┌─ Passage provided

High number of network connections from APP servers to a 3-node Cassandra cluster

Dongfeng Lu

unread,

Nov 16, 2015, 3:28:10 PM11/16/15

to DataStax Java Driver for Apache Cassandra User Mailing List

We have an AWS environment where there are 2 APP servers and a Cassandra cluster of 3 nodes. We have an application that has been running well for almost 3 weeks (as far as we can tell from the log) after the deployment of new codes. However, it started to behave badly since Nov. 8 that after it works for a while, it started to generate the following exceptions for every requests.

com.datastax.driver.core.exceptions.NoHostAvailableException: All host(s) tried for query failed (no host was tried)
        at com.datastax.driver.core.exceptions.NoHostAvailableException.copy(NoHostAvailableException.java:65)
        at com.datastax.driver.core.DefaultResultSetFuture.extractCauseFromExecutionException(DefaultResultSetFuture.java:257)
        at com.datastax.driver.core.DefaultResultSetFuture.getUninterruptibly(DefaultResultSetFuture.java:173)
        at com.datastax.driver.core.AbstractSession.execute(AbstractSession.java:52)

└─

● Exercise task A
Reproduce the forum post about Cassandra network connections in full, word for word.
The forum post and the entries are separate material.

┌─ Records for processing

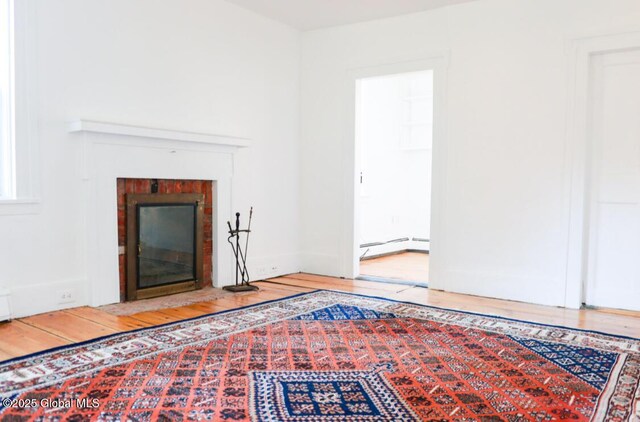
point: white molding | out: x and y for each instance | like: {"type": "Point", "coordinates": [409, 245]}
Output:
{"type": "Point", "coordinates": [112, 151]}
{"type": "Point", "coordinates": [5, 304]}
{"type": "Point", "coordinates": [580, 51]}
{"type": "Point", "coordinates": [21, 206]}
{"type": "Point", "coordinates": [156, 133]}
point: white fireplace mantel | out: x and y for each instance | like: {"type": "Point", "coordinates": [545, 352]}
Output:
{"type": "Point", "coordinates": [111, 151]}
{"type": "Point", "coordinates": [156, 133]}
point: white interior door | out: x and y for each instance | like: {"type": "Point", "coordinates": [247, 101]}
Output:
{"type": "Point", "coordinates": [613, 272]}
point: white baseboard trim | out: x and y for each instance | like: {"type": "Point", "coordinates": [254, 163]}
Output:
{"type": "Point", "coordinates": [271, 266]}
{"type": "Point", "coordinates": [46, 297]}
{"type": "Point", "coordinates": [514, 287]}
{"type": "Point", "coordinates": [325, 264]}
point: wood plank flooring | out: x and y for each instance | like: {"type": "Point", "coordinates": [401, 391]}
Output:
{"type": "Point", "coordinates": [40, 332]}
{"type": "Point", "coordinates": [408, 266]}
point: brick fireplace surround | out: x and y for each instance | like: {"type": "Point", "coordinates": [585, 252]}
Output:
{"type": "Point", "coordinates": [165, 186]}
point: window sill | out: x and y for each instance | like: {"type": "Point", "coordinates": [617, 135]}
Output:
{"type": "Point", "coordinates": [20, 206]}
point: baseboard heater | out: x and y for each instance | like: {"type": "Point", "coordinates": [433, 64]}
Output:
{"type": "Point", "coordinates": [419, 239]}
{"type": "Point", "coordinates": [399, 240]}
{"type": "Point", "coordinates": [368, 245]}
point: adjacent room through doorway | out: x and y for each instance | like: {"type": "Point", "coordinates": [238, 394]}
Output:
{"type": "Point", "coordinates": [394, 134]}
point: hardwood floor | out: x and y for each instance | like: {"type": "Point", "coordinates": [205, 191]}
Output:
{"type": "Point", "coordinates": [407, 266]}
{"type": "Point", "coordinates": [40, 332]}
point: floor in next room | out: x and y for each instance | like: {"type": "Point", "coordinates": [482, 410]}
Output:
{"type": "Point", "coordinates": [406, 266]}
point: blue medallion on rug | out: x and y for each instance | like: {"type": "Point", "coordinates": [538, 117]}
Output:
{"type": "Point", "coordinates": [344, 312]}
{"type": "Point", "coordinates": [287, 396]}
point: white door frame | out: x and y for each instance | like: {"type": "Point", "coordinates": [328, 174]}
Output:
{"type": "Point", "coordinates": [350, 241]}
{"type": "Point", "coordinates": [577, 157]}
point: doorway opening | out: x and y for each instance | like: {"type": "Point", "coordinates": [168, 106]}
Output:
{"type": "Point", "coordinates": [612, 226]}
{"type": "Point", "coordinates": [394, 138]}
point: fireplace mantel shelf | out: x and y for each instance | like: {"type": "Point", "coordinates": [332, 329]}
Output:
{"type": "Point", "coordinates": [147, 132]}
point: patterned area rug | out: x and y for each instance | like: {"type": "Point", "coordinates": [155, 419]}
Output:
{"type": "Point", "coordinates": [164, 302]}
{"type": "Point", "coordinates": [329, 356]}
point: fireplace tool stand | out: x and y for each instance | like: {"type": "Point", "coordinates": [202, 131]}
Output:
{"type": "Point", "coordinates": [242, 274]}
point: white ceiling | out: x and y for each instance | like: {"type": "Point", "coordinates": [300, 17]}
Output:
{"type": "Point", "coordinates": [314, 14]}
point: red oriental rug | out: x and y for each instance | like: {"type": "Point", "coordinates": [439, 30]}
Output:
{"type": "Point", "coordinates": [329, 356]}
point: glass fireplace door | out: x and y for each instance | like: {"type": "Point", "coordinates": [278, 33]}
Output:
{"type": "Point", "coordinates": [164, 244]}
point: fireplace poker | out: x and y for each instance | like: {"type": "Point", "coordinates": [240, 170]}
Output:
{"type": "Point", "coordinates": [242, 281]}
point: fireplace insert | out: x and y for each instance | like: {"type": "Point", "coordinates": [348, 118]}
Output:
{"type": "Point", "coordinates": [164, 244]}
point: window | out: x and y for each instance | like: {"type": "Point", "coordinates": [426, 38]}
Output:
{"type": "Point", "coordinates": [7, 109]}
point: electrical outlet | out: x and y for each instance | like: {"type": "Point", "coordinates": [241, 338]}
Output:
{"type": "Point", "coordinates": [66, 296]}
{"type": "Point", "coordinates": [261, 271]}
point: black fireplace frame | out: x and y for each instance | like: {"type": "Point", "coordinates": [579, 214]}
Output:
{"type": "Point", "coordinates": [134, 202]}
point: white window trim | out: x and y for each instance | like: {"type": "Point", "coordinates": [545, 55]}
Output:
{"type": "Point", "coordinates": [26, 198]}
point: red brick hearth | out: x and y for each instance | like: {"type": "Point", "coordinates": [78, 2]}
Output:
{"type": "Point", "coordinates": [165, 186]}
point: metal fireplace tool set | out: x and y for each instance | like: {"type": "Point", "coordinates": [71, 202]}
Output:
{"type": "Point", "coordinates": [242, 274]}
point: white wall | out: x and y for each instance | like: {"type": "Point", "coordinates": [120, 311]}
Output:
{"type": "Point", "coordinates": [200, 66]}
{"type": "Point", "coordinates": [396, 188]}
{"type": "Point", "coordinates": [506, 182]}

└─

● Exercise task B
Pull out every line of the entries that contains the string "trim", treating uppercase and lowercase as different.

● Correct output A
High number of network connections from APP servers to a 3-node Cassandra cluster

Dongfeng Lu

unread,

Nov 16, 2015, 3:28:10 PM11/16/15

to DataStax Java Driver for Apache Cassandra User Mailing List

We have an AWS environment where there are 2 APP servers and a Cassandra cluster of 3 nodes. We have an application that has been running well for almost 3 weeks (as far as we can tell from the log) after the deployment of new codes. However, it started to behave badly since Nov. 8 that after it works for a while, it started to generate the following exceptions for every requests.

com.datastax.driver.core.exceptions.NoHostAvailableException: All host(s) tried for query failed (no host was tried)
        at com.datastax.driver.core.exceptions.NoHostAvailableException.copy(NoHostAvailableException.java:65)
        at com.datastax.driver.core.DefaultResultSetFuture.extractCauseFromExecutionException(DefaultResultSetFuture.java:257)
        at com.datastax.driver.core.DefaultResultSetFuture.getUninterruptibly(DefaultResultSetFuture.java:173)
        at com.datastax.driver.core.AbstractSession.execute(AbstractSession.java:52)

● Correct output B
point: white baseboard trim | out: x and y for each instance | like: {"type": "Point", "coordinates": [254, 163]}
point: white window trim | out: x and y for each instance | like: {"type": "Point", "coordinates": [545, 55]}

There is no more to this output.